## PAGE EXCERPT
BEGIN

(editing) Data Science Interview Prep - LLM/AI
Interview Questions & Answers
LLM & AI
Questions from:
LinkedIn Post by Daniel Lee : LLM Interview Questions
LLM
Basic Concepts - LLM
- Architecture & Training
- Transformer Architecture (attention mechanisms
- Pre-training vs Fine-tuning
- Training Objectives (next token prediction)
- Context Window and Position Embeddings
- Tokenization Strategies
- Model Scaling Laws
- Parameter Efficient Fine-tuning (LoRA, QLoRA, Prefix Tuning)
- Generation & Control
- Temperature and Top-p Sampling
- Prompt Engineering Techniques
- Few-shot Learning
- In-context Learning
- Chain-of-Thought Prompting
- Hallucination Prevention
Answers
Architecture & Training
- Transformer Architecture (Attention Mechanisms):
- Transformers use self-attention to weigh the importance of each word in a sequence, allowing the model to capture dependencies regardless of distance. This architecture has led to breakthroughs in NLP by effectively modeling long-range context.
- Pre-training vs. Fine-tuning:
- Pre-training involves training on vast datasets to develop general language understanding. Fine-tuning adapts the model to specific tasks with a smaller, domain-specific dataset, enhancing performance in target areas.
- Training Objectives (Next Token Prediction):
- For language models, their main goal is to predict the next token in a sequence. This capability fosters the learning of contextual relationships within the text, enabling the model to produce sequences that are both **coherent** and **accurate** in context.
- Context Window and Position Embeddings:
- The context window defines the maximum token length the model can process at once. Position embeddings retain token order because Transformers inherently do not depend on the order of sequences.
- Tokenization Strategies:
- Tokenization splits text into smaller units (tokens) for model processing. Common strategies include Byte Pair Encoding (BPE) and WordPiece, which balance vocabulary size and generalization.
- Byte Pair Encoding (BPE) is a tokenization method that compresses text by iteratively merging the most frequent pairs of characters or subwords. This approach creates a manageable vocabulary of subword units, allowing models to handle rare or compound words by breaking them into smaller, reusable tokens.
- Model Scaling Laws:
- Scaling laws reveal that larger models (with more parameters and data) typically perform better, but with diminishing returns. These laws guide resource allocation for optimal model size and training.
- Parameter Efficient Fine-tuning (LoRA, QLoRA, Prefix Tuning):
- Techniques like LoRA, QLoRA, and Prefix Tuning enable fine-tuning large models efficiently by adjusting only specific layers or adding lightweight adapters, making the process faster and more cost-effective.
- LoRA (Low-Rank Adaptation): LoRA fine-tunes large models by injecting low-rank matrices into specific layers, adjusting only a few parameters. This makes the process more efficient by minimizing memory and computational requirements.
- QLoRA (Quantized LoRA): QLoRA combines low-rank adaptation with quantization, reducing model precision to save memory and computing costs. It’s beneficial for deploying large models on resource-constrained devices.

END

## REQUIRED ACTION 1
In the LLM interview notes, what are the two common tokenization strategies?
## REQUIRED ACTION 2
Quote the LLM interview notes between "- Byte Pair" and "and more cost-effective.", inclusive.

[Records from a data collection]
BEGIN

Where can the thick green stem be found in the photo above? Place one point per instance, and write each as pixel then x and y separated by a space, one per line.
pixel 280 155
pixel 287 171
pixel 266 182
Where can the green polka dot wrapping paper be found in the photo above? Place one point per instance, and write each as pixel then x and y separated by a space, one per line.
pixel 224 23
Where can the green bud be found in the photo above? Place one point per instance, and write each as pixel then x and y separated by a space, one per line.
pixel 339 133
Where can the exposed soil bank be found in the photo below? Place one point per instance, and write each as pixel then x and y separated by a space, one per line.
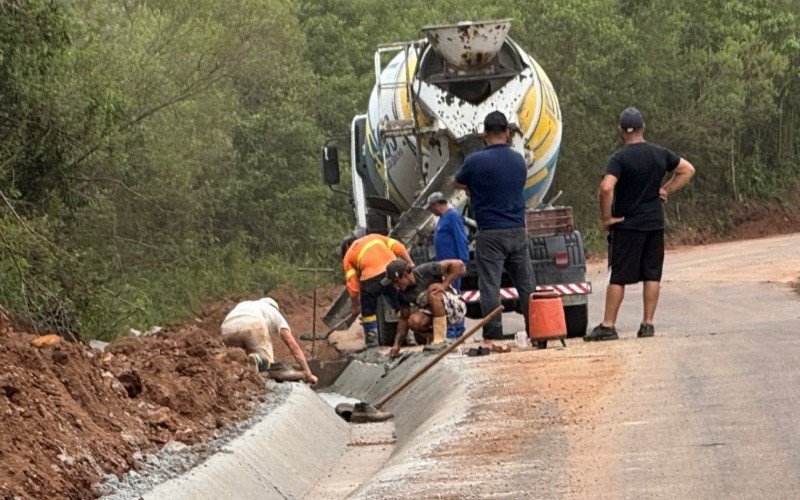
pixel 279 457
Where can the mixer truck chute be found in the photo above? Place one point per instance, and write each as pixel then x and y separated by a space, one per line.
pixel 425 115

END

## FINAL ANSWER 1
Byte Pair Encoding (BPE) and WordPiece.

## FINAL ANSWER 2
- Byte Pair Encoding (BPE) is a tokenization method that compresses text by iteratively merging the most frequent pairs of characters or subwords. This approach creates a manageable vocabulary of subword units, allowing models to handle rare or compound words by breaking them into smaller, reusable tokens.
- Model Scaling Laws:
- Scaling laws reveal that larger models (with more parameters and data) typically perform better, but with diminishing returns. These laws guide resource allocation for optimal model size and training.
- Parameter Efficient Fine-tuning (LoRA, QLoRA, Prefix Tuning):
- Techniques like LoRA, QLoRA, and Prefix Tuning enable fine-tuning large models efficiently by adjusting only specific layers or adding lightweight adapters, making the process faster and more cost-effective.